#### TASK STATEMENT:
Copy out all of the entries below, substituting "Label" for every occurrence of "Query" and leaving everything else unchanged.

──────── EXTRACTED RECORDS ────────

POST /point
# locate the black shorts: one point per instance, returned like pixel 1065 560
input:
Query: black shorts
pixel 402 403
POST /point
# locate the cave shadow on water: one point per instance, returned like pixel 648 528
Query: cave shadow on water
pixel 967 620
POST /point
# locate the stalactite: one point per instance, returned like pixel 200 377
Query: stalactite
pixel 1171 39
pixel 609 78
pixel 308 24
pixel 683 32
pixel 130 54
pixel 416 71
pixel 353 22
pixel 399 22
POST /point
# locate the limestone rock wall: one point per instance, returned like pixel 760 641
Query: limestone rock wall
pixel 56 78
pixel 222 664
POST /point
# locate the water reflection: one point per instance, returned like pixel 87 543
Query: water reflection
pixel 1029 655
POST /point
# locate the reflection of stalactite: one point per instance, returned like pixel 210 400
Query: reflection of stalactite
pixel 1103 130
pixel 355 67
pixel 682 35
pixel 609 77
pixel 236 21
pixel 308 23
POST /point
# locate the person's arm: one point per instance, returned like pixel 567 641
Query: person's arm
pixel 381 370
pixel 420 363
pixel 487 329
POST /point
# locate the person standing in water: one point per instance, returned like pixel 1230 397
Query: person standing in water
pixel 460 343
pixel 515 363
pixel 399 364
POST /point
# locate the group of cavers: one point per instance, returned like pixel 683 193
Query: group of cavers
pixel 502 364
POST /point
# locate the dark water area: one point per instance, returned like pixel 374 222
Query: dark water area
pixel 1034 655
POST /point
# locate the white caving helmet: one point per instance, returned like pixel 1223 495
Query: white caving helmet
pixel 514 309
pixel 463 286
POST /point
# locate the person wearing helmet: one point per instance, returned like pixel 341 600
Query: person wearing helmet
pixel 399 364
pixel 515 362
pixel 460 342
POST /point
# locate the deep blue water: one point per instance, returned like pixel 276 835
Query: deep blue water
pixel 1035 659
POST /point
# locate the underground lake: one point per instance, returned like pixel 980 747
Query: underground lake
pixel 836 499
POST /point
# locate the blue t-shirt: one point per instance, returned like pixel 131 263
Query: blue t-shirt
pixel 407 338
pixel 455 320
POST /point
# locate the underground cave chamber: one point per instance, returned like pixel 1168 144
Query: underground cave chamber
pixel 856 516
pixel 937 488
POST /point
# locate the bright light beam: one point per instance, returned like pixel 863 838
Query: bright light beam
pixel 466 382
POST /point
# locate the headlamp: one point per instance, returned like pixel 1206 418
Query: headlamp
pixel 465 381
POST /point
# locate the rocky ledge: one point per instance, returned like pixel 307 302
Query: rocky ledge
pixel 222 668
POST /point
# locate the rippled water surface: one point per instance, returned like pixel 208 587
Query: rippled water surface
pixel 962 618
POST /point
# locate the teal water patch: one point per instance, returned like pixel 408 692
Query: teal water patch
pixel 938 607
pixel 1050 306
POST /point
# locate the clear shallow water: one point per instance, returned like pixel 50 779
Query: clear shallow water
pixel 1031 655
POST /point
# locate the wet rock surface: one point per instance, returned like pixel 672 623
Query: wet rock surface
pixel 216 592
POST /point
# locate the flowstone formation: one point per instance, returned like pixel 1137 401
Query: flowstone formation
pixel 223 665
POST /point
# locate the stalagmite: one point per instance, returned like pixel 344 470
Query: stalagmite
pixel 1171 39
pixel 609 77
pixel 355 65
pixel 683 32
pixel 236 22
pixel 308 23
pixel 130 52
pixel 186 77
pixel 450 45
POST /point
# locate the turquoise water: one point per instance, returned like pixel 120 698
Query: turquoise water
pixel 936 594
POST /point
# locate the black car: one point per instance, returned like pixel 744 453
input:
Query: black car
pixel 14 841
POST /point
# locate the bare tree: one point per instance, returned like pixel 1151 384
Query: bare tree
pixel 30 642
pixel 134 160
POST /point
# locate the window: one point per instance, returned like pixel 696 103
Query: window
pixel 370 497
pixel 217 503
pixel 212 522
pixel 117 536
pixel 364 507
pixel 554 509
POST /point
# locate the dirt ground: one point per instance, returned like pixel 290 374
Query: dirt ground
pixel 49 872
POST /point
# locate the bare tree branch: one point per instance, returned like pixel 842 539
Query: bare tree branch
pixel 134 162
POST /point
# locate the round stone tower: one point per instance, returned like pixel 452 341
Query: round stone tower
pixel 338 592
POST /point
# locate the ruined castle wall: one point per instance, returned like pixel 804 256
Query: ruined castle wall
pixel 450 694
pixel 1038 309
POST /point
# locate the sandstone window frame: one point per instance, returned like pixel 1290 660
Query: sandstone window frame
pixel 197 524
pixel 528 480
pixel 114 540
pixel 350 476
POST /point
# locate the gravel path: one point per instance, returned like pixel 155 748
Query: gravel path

────────

#### RESPONSE TO THIS TASK:
POST /point
# locate the black shorts: one point per instance, returned like pixel 1065 560
input:
Label: black shorts
pixel 402 403
POST /point
# locate the cave shadow on water: one point per instance, returned like pixel 648 528
Label: cave shadow on water
pixel 967 620
POST /point
# locate the stalactite: one point per instance, returned like pixel 200 377
Label: stalactite
pixel 1171 39
pixel 609 78
pixel 308 24
pixel 683 32
pixel 130 54
pixel 416 71
pixel 353 22
pixel 399 22
POST /point
# locate the limestone rock wall: one point per instance, returned like pixel 760 641
Label: limestone rock wall
pixel 56 78
pixel 222 664
POST /point
# locate the water reflection: one point per instance, returned like pixel 87 543
Label: water reflection
pixel 1029 655
POST /point
# locate the reflection of stalactite: one point per instance, returned like pixel 210 400
Label: reflection of stalactite
pixel 1103 130
pixel 355 67
pixel 682 35
pixel 609 77
pixel 236 21
pixel 308 23
POST /point
# locate the person's arm: one point per instance, returned like pixel 567 641
Label: person's arm
pixel 381 370
pixel 420 363
pixel 487 329
POST /point
# locate the person standing in water: one point per instance, returned like pixel 1230 397
Label: person standing in water
pixel 460 343
pixel 515 363
pixel 399 364
POST /point
# locate the group of cavers: one point per instance, returned like pixel 683 193
Label: group of cavers
pixel 502 364
POST /point
# locate the dark water area: one point per instance, returned like pixel 374 222
Label: dark water area
pixel 1034 655
POST /point
# locate the white caving helmet: one point per instance, returned like pixel 1223 495
Label: white caving helmet
pixel 514 309
pixel 463 286
POST /point
# locate the person wearing helmet: one point per instance, returned like pixel 341 600
Label: person wearing helmet
pixel 399 364
pixel 515 362
pixel 460 342
POST /point
# locate the deep blue water: one point per instance, returned like pixel 276 835
Label: deep blue water
pixel 1035 659
POST /point
# locate the underground lake: one point per instance, returned like pixel 980 747
Label: underground lake
pixel 836 499
POST /point
# locate the blue t-shirt: one point per instance, returned like pixel 131 263
Label: blue t-shirt
pixel 407 338
pixel 455 320
POST /point
# locate the underground cave chamber: one point per instance, returned like pixel 1168 144
Label: underground cave chamber
pixel 856 516
pixel 937 488
POST /point
# locate the bright light beam: one point per instance, returned like pixel 863 838
Label: bright light beam
pixel 466 382
POST /point
# locate the headlamp: one point per instance, returned like pixel 1206 418
Label: headlamp
pixel 465 381
POST /point
# locate the rocky ledge: one point per instance, returned like pixel 307 302
Label: rocky ledge
pixel 222 668
POST /point
# locate the rippled water surface: one point per instance, returned like pixel 208 587
Label: rippled water surface
pixel 962 618
POST /point
# locate the teal water patch: one point per instance, returned like pixel 408 692
Label: teal water patch
pixel 938 607
pixel 1050 306
POST /point
# locate the clear shallow water: one point per instance, returned like pixel 50 779
Label: clear shallow water
pixel 1031 655
POST /point
# locate the wet rock surface: one point per instance, returned like pixel 672 623
Label: wet rock surface
pixel 216 592
POST /point
# locate the flowstone formation: one point per instance, returned like pixel 1137 401
Label: flowstone formation
pixel 223 665
POST /point
# locate the stalagmite: one point per instance, returned like pixel 344 470
Label: stalagmite
pixel 1171 39
pixel 609 77
pixel 355 65
pixel 683 32
pixel 236 22
pixel 308 23
pixel 130 52
pixel 186 77
pixel 450 45
POST /point
# locate the turquoise water: one point per instance, returned like pixel 120 698
Label: turquoise water
pixel 936 594
POST /point
# locate the black car: one point per instance, returned like pixel 744 453
input:
Label: black car
pixel 14 841
POST /point
# locate the bare tree: one point per instance, returned like pixel 1151 384
Label: bare tree
pixel 30 642
pixel 134 160
POST /point
# locate the window: one point per instance, returned like pixel 696 103
Label: window
pixel 370 497
pixel 217 503
pixel 212 522
pixel 117 536
pixel 364 507
pixel 554 509
POST /point
# locate the dirt ground: one point per instance, returned like pixel 290 374
Label: dirt ground
pixel 49 872
POST /point
# locate the bare tree branch: one point per instance, returned like pixel 842 539
Label: bare tree branch
pixel 134 162
POST /point
# locate the round stone tower: one point per instance, returned like pixel 452 341
Label: round stone tower
pixel 338 592
POST /point
# locate the ruined castle wall: one point per instance, returned like pixel 804 256
Label: ruined castle wall
pixel 450 694
pixel 1038 309
POST /point
# locate the sandstone window frame: one point per instance, returned like pixel 1290 660
Label: sandstone window frame
pixel 197 524
pixel 528 480
pixel 114 540
pixel 350 476
POST /point
# locate the gravel path: one point per instance, returned like pixel 155 748
Label: gravel path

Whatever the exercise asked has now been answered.